• _Input records_:
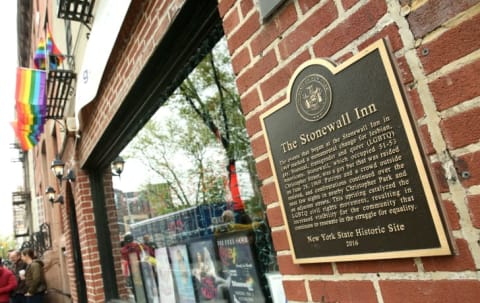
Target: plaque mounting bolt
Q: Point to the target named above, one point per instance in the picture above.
(465, 174)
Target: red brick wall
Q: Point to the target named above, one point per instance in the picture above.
(436, 45)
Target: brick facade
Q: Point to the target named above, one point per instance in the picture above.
(436, 46)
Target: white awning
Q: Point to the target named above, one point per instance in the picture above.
(108, 20)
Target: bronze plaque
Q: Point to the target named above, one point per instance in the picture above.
(350, 174)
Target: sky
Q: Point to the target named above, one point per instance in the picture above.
(10, 173)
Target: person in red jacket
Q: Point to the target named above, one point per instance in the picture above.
(8, 283)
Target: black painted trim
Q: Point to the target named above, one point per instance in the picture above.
(103, 235)
(77, 253)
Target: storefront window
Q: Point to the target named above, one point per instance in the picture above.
(193, 227)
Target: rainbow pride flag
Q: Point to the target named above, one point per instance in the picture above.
(31, 106)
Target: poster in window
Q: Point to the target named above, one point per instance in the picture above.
(210, 285)
(239, 268)
(182, 273)
(149, 282)
(165, 284)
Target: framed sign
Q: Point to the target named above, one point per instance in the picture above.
(182, 273)
(210, 284)
(349, 171)
(239, 267)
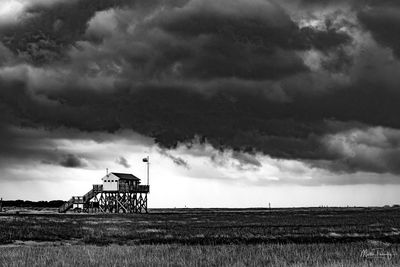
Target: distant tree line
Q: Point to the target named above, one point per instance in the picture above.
(34, 204)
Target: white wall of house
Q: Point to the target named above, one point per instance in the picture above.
(110, 182)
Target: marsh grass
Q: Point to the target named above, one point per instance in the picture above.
(348, 254)
(207, 227)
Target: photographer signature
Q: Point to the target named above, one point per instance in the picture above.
(377, 253)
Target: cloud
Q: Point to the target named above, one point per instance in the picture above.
(176, 160)
(383, 21)
(122, 161)
(72, 161)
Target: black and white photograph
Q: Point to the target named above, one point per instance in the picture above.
(199, 133)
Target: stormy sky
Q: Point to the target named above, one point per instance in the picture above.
(294, 102)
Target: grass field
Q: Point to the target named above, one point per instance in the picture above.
(204, 237)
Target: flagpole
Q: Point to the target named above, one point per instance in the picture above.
(148, 169)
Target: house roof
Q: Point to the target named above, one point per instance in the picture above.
(126, 176)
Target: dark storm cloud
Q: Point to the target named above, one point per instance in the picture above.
(383, 21)
(122, 161)
(239, 75)
(49, 30)
(176, 160)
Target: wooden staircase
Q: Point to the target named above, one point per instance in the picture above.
(81, 200)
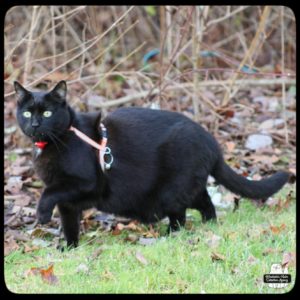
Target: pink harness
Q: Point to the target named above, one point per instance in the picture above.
(103, 149)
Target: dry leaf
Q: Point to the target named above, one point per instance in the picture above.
(230, 146)
(46, 274)
(213, 241)
(141, 258)
(252, 260)
(10, 245)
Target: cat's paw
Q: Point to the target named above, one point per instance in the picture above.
(43, 217)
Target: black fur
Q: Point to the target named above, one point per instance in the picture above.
(161, 163)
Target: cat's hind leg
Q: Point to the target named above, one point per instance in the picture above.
(177, 220)
(203, 203)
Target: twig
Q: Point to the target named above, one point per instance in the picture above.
(115, 66)
(53, 37)
(155, 91)
(80, 53)
(282, 70)
(249, 52)
(29, 43)
(228, 15)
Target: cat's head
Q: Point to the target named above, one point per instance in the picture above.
(43, 115)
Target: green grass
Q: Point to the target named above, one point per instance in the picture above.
(175, 264)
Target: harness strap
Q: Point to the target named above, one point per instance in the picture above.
(101, 147)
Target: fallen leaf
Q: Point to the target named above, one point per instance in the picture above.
(230, 146)
(131, 238)
(28, 248)
(269, 251)
(10, 245)
(141, 258)
(147, 241)
(82, 268)
(213, 241)
(257, 141)
(277, 229)
(217, 256)
(43, 232)
(47, 275)
(252, 260)
(14, 185)
(96, 253)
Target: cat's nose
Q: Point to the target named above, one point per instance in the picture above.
(35, 124)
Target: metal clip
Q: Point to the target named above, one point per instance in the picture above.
(111, 158)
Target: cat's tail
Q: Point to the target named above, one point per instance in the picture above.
(261, 189)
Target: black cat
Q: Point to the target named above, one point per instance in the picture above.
(161, 163)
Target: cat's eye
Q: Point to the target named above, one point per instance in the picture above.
(47, 113)
(27, 114)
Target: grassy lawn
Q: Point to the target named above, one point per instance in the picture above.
(244, 244)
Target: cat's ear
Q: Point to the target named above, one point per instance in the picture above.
(60, 90)
(21, 92)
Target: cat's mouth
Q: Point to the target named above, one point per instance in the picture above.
(38, 136)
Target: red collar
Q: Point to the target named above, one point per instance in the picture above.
(103, 149)
(41, 145)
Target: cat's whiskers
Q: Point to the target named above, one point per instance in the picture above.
(51, 132)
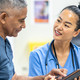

• _Brief_: Repeat the entries exactly, pictures left out.

• _Response to this exercise_:
Target: plaque mounting bolt
Q: Point to the target named above, one point per instance in the picture above.
(465, 174)
Target: red brick wall
Q: Point to the target named above, one point per instance in the picture above.
(436, 45)
Target: brick facade
Q: Point to the target named above, one point per instance in the picture above.
(436, 46)
Target: white awning
Q: Point to the target named above, one point per instance in the picture above.
(108, 20)
Target: bronze plaque
Q: Point to the target named above, one point per instance in the picture above.
(350, 174)
Target: sky
Q: Point to the target named above, one point per instance in the picture above.
(10, 173)
Target: person in red jacket
Q: Point to the target named above, one point per instance in the picture above.
(8, 283)
Target: black painted trim
Q: Point to the target named above, one point per instance in the picture above.
(103, 235)
(77, 253)
Target: storefront window
Q: Point to the target named above, one point per instance in the picture above.
(193, 227)
Target: rainbow pride flag
Q: Point to the target named above, one point per instance in the picture above.
(31, 106)
Target: poster in window
Q: Point to the target named above, one point per instance in the picture above.
(210, 285)
(239, 268)
(182, 273)
(149, 282)
(165, 284)
Target: framed sign
Q: Point to the target named above, one point per instance in the picture above.
(182, 273)
(210, 284)
(349, 171)
(239, 267)
Target: distant tree line
Q: Point to the target named above, one point per instance in the picture above.
(34, 204)
Target: white wall of house
Q: Point to the target named above, one point per instance in the picture above.
(110, 182)
Target: marsh grass
Q: Point to the target named above, one point per instance in the picture above.
(348, 254)
(207, 227)
Target: photographer signature
Q: Point to the target named above, one point per instance in the picture above.
(377, 253)
Target: cloud
Q: Point to the target named above, one point per instance in the picture above.
(176, 160)
(383, 21)
(122, 161)
(72, 161)
Target: black and white photograph
Q: Point to the target named above, one point per instance in the picture above.
(199, 133)
Target: stormy sky
Q: Point to the target named above, one point per instance in the picture above.
(294, 102)
Target: grass field
Q: Point to the target named above, one point per instance in the picture above.
(204, 237)
Target: flagpole
Q: Point to the target named above, one point per instance in the picture above.
(148, 169)
Target: house roof
Q: Point to the target named above, one point per instance in the picture above.
(126, 176)
Target: dark storm cloud
Q: Point to the target named above, one point per instance in the picture above.
(383, 21)
(122, 161)
(239, 75)
(49, 30)
(176, 160)
Target: wooden staircase
Q: Point to the target named above, one point per instance in the picture above.
(81, 200)
Target: pink harness
Q: Point to the target named above, one point per instance in the picture above.
(103, 149)
Target: dry leaf
Q: Point to the target named above, one point per instance in the picture above.
(230, 146)
(46, 274)
(213, 241)
(141, 258)
(252, 260)
(10, 245)
Target: cat's paw
Q: Point to the target named above, one point per instance in the picture above.
(43, 217)
Target: black fur
Q: Point to the target named above, one point per instance in the picture above.
(161, 163)
Target: cat's hind leg
Q: Point to the target named above, one point per instance in the picture above.
(177, 220)
(203, 203)
Target: twig
Q: Point to the target named above, one point per instance in the picture above.
(115, 66)
(53, 37)
(155, 91)
(80, 53)
(282, 70)
(249, 52)
(29, 43)
(228, 15)
Target: cat's head
Q: Point to the target named above, one point per instance in the picture above.
(43, 115)
Target: green grass
Q: Point to the target named above, one point per instance in the picture above.
(175, 264)
Target: harness strap
Q: Point to the target named above, one point per instance in the picture above.
(101, 147)
Target: fallen leaf
Q: Point to the target named above, one point per instance in the picture above.
(230, 146)
(131, 238)
(28, 248)
(269, 251)
(10, 245)
(141, 258)
(147, 241)
(82, 268)
(213, 241)
(257, 141)
(277, 229)
(217, 256)
(43, 232)
(47, 275)
(252, 260)
(14, 185)
(96, 253)
Target: cat's nose
Q: Point to the target named above, one point per instance in the picture above.
(35, 124)
Target: metal clip
Q: Point to the target named above, one point per instance in the picture above.
(111, 158)
Target: cat's tail
Q: Point to the target named above, one point per instance in the picture above.
(261, 189)
Target: black cat
Q: Point to the target named above, one point per instance in the picture above.
(161, 163)
Target: cat's eye
Q: Point to the target named above, one point per instance in the picture above.
(47, 113)
(27, 114)
Target: grassy lawn
Q: Point to the target named above, one point per instance in the picture above.
(244, 244)
Target: cat's ear
Q: Point to the target named above, one point per instance in the picture above.
(60, 90)
(21, 92)
Target: cat's mouth
Q: Point to the target named above, one point per instance in the picture above.
(38, 136)
Target: red collar
Q: Point to the target named above, one point per instance in the picture above.
(103, 149)
(41, 145)
Target: cat's whiskers
Q: Point to the target named above, one point per instance in the picture above.
(51, 132)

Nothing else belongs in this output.